Set task:
List every line in the data below that contains the string "drawer", copying each line in full. Case counts.

Data entries:
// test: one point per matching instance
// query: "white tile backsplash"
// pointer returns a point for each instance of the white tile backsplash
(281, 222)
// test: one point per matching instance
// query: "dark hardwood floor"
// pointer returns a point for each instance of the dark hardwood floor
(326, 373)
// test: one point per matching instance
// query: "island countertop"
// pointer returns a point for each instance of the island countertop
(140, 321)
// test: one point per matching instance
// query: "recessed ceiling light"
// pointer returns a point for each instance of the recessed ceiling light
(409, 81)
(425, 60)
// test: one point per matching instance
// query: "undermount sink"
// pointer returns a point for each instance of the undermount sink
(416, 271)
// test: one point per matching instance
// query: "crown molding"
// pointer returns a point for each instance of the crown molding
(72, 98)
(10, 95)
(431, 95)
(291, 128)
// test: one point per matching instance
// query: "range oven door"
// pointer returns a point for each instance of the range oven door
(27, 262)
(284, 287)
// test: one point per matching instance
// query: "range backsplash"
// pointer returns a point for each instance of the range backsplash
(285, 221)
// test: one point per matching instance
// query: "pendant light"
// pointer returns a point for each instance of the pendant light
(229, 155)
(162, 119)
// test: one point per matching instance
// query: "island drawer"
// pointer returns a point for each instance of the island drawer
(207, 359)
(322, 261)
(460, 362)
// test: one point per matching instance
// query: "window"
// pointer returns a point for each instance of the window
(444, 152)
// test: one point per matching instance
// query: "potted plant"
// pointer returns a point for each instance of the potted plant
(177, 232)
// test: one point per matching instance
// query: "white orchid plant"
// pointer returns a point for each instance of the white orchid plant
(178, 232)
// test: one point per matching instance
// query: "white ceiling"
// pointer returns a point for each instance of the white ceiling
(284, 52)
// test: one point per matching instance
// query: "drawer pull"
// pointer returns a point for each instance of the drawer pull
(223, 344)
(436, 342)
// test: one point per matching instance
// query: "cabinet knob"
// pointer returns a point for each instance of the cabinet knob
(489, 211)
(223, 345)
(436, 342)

Solved exercise:
// query: "island drawer"
// pointer returns a point for each instance of the island drawer
// query: "drawer pull"
// pointer returns a point for each instance of the drawer pull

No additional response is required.